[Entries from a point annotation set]

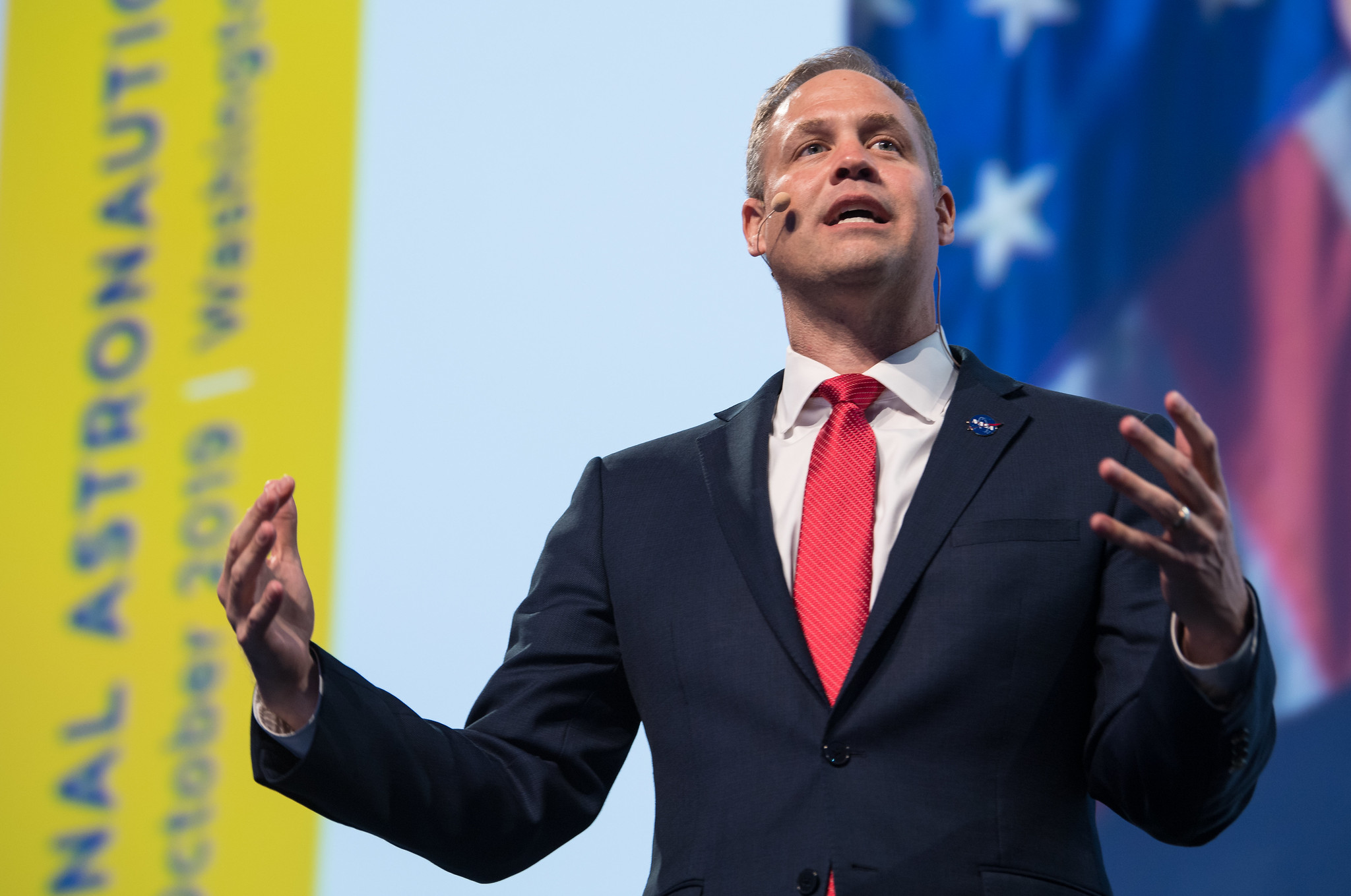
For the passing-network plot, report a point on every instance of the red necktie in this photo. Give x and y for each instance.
(834, 576)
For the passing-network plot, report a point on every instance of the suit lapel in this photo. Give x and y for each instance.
(957, 467)
(736, 460)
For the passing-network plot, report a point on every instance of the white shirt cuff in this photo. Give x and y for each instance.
(296, 741)
(1220, 682)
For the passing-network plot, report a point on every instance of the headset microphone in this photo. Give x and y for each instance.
(938, 319)
(777, 207)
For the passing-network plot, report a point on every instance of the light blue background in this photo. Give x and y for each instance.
(548, 268)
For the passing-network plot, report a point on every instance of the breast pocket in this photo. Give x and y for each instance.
(992, 531)
(1007, 881)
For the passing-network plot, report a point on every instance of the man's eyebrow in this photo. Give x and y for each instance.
(809, 126)
(870, 122)
(884, 122)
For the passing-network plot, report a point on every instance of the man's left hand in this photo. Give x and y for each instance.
(1199, 560)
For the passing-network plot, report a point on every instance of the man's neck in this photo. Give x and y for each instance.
(850, 334)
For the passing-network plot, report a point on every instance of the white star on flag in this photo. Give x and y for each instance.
(1004, 222)
(1021, 18)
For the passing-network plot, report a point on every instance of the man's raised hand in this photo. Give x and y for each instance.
(1199, 560)
(268, 602)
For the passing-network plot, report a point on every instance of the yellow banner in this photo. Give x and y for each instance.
(175, 201)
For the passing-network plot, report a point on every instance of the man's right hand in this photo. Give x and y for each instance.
(269, 605)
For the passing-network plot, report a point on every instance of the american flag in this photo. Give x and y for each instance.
(1157, 194)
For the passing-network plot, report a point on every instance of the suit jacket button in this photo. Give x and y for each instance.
(836, 755)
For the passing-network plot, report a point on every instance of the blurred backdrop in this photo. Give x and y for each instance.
(245, 238)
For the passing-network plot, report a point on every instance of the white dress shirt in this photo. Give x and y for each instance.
(918, 382)
(918, 385)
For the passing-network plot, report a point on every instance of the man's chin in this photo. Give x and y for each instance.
(858, 269)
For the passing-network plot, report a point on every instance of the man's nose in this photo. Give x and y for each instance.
(853, 165)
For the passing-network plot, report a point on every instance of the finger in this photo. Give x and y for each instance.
(1134, 540)
(263, 509)
(264, 612)
(1177, 469)
(1157, 502)
(286, 518)
(1200, 440)
(243, 574)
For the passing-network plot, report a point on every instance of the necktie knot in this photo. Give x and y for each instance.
(852, 389)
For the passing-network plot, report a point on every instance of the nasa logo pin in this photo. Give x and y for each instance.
(982, 425)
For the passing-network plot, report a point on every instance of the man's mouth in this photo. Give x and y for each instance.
(858, 214)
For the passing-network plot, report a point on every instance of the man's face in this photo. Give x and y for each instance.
(864, 208)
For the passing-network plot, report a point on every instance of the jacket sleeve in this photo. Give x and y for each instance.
(538, 756)
(1160, 754)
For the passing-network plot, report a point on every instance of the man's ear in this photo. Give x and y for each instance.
(753, 216)
(946, 208)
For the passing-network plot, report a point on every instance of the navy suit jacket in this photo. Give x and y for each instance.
(1014, 669)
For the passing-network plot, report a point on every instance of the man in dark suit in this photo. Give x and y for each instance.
(892, 624)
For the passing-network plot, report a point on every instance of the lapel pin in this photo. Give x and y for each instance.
(982, 425)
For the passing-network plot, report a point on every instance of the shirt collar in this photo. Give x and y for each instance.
(920, 376)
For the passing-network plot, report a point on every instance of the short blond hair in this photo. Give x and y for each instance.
(839, 59)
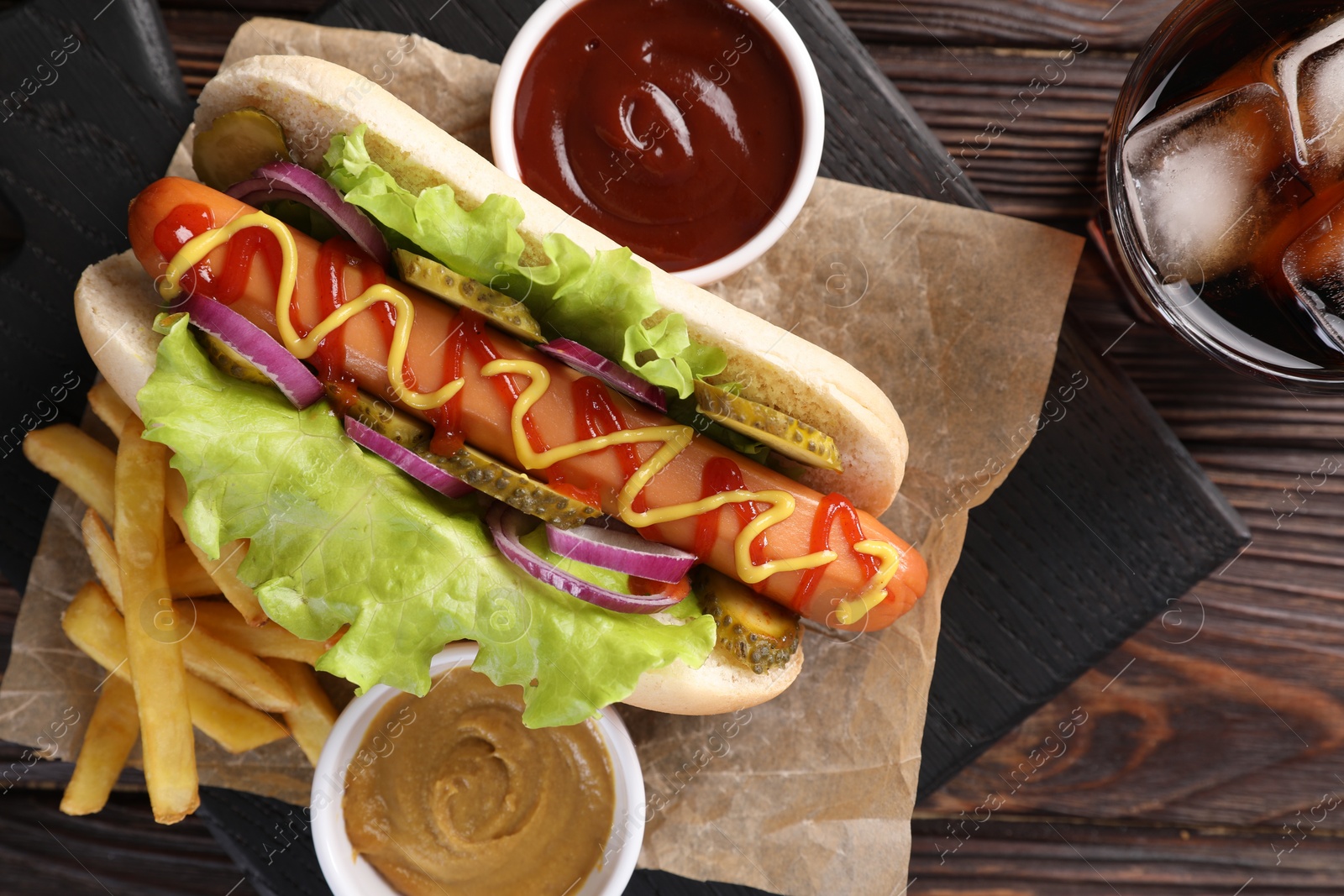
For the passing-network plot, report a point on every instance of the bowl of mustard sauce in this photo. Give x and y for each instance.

● Description of the task:
Output an exact copy of the material, with the pictures removed.

● Output of the task:
For the passing-network plot, report a point on every instance of the red necktie in this photo. Give x and y for each instance.
(834, 576)
For the passing-network plot, report a point on every instance of the suit lapel in this photo. Give x and y for each instance.
(957, 467)
(736, 460)
For the passing-network plot, report a point on every instance of the white shirt cuff in this photo. Give x and y for each instance.
(296, 741)
(1220, 682)
For the passing-network plot, report a point on every instance of the headset microphone in this photo. Give x and y for each instance.
(938, 319)
(777, 207)
For the passing-network plot, report a point on every instance of the light blue background in this photo. Give x and y for each instance.
(548, 268)
For the passing-network plot, report a point on every instance of the breast pocket in this photo. Give x and y for each instance.
(992, 531)
(1007, 881)
For the passing-network plot, report a point on every instance of the man's eyebrow in this photo. Give x and y for each instance.
(809, 126)
(870, 122)
(884, 122)
For the passing-network plot, report a point on every instance of the man's left hand in this photo. Give x and y for each instance.
(1199, 560)
For the passing-network plot, report a point on every instance of the man's neck in this photo. Give x and y for each instance.
(850, 334)
For the passing-network plot, report a point on every instance of the white star on flag in this photo. Give x and y for each instance.
(1004, 222)
(1021, 18)
For the passing-network plot, report a point on every instance of the man's raised hand in this photo. Give x and y for each instance.
(1199, 560)
(268, 602)
For the passing-network plot, report a point on every instance of the yellow banner in this photo. Give x and y for each instance.
(175, 201)
For the passing-network plot, report a point on every instance of the man's right hand in this photo. Give x and y for each instance.
(269, 605)
For the passing-network plot, report a point on every instance of the american flag in this photo. Give x and y for each instance.
(1157, 194)
For the passing-network plot, report a point on every instance of the suit jacket button in this photo. Give x and y for each instance.
(836, 755)
For the passing-network plot, report a point on every instance of the blurred backdrop in this photo. Give x and y for each instance.
(245, 238)
For the passing-network plot, report a point on every instance of the white dress shirt in this photo. Give x and y for each instance.
(918, 382)
(918, 385)
For the passing-network plot, report a point on every instance of the man's chin in this photo. Give x and y for each instance.
(858, 269)
For the passing-network plot, report a point on every instance of the man's nose in this photo. Give x and y for each instance.
(853, 165)
For the passing-network plot, report a point on every instance of the finger in this photo. Give x and y for each instance.
(1134, 540)
(263, 509)
(264, 612)
(1177, 469)
(1157, 502)
(286, 518)
(1200, 440)
(243, 574)
For the passing-network plot, report a point on every instance of the necktie knot in this photo. Give x and y for each instance.
(852, 389)
For the passing-network plot, report a point on every instance of the nasa logo pin in this photo. Give x and y for each instance.
(982, 425)
For the passing-network plot, report a point on every instance of the man's mouth in this photo. Give x and y for each instance.
(858, 214)
For the passing-network plot, report a point on every instance of the man's face in this photo. Give x and y for each instance.
(864, 208)
For the passing-network plot, report a point on every instance of the jacket sleeve in this photo. Give x and y for each instance.
(538, 756)
(1160, 754)
For the passing-network plot, report a point on every instance of the man's ear in this photo. Give x and y for each instance.
(753, 216)
(946, 208)
For the passing-network plot, report a point on every instance of the navy suit jacket in this photo. Give x and y for each instance.
(1014, 669)
For the passing-network plot, report a point on every instance of the man in dark suit in this photo. Give x and y for each instance.
(892, 624)
For the passing-network plot, report a point on every instance of the lapel pin in this photo. Give x and y for each instance.
(982, 425)
For the passing-network plot, report a point on every instance of the shirt collar in this photo. Give x and y for each instance.
(920, 376)
For the passing-network plot, report a point on every instance of the short blond hair in this photo. Give x and y for each instance.
(839, 59)
For the passing-network plot, report a point on every instance of the bowl of mustard sauce in this photo. Give x and y for each instance.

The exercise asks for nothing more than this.